── DATASET ──

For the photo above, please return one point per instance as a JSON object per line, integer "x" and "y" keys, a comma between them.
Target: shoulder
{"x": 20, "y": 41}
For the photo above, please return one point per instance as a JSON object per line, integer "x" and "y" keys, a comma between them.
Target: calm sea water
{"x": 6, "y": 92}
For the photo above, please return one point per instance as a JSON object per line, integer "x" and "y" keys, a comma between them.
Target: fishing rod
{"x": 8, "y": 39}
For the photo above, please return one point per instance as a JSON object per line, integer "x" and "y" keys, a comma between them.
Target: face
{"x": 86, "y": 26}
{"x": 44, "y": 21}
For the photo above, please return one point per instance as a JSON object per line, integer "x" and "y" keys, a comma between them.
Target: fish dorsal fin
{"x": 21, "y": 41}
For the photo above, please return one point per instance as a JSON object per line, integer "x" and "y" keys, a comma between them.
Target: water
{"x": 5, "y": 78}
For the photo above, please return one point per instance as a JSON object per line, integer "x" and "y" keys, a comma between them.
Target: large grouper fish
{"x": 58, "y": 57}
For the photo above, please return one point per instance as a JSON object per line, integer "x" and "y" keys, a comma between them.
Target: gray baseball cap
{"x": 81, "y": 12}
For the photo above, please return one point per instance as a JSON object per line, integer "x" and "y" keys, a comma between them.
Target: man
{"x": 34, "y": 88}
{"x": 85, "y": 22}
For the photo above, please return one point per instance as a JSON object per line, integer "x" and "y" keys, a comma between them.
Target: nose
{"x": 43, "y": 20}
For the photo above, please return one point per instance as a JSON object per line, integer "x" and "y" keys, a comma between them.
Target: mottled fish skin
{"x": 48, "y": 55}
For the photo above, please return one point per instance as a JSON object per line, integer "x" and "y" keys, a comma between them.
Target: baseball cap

───

■ **WORK ITEM**:
Only these are to be transcribed: the line with "Target: fish dorsal fin" and every line after it through the last line of the entries, each exactly.

■ **EXPECTED ANSWER**:
Target: fish dorsal fin
{"x": 21, "y": 41}
For the photo above, please return one point per instance as a JSON object per line, integer "x" and "y" keys, a comma between them.
Target: water
{"x": 5, "y": 78}
For the photo above, please return one point per instance as a JSON object per line, integer "x" and "y" keys, a comma between them.
Target: large grouper fish
{"x": 58, "y": 57}
For the photo above, please return one point per instance as a JSON object per line, integer "x" and "y" keys, a comma between them.
Target: gray baseball cap
{"x": 81, "y": 12}
For the photo above, please return one point per instance as a JSON object per line, integer "x" and "y" keys, a comma between them.
Target: man
{"x": 34, "y": 88}
{"x": 85, "y": 22}
For the photo above, please return one point per instance as a JSON object per line, integer "x" and "y" keys, a comma between them.
Target: nose
{"x": 43, "y": 20}
For the photo above, please return one point per instance as a JSON object per line, integer "x" and "y" keys, a comma between them.
Target: mottled fish skin
{"x": 48, "y": 55}
For the photo above, please return one point per instance as a JSON object per line, integer "x" and "y" keys, a comma between them.
Target: baseball cap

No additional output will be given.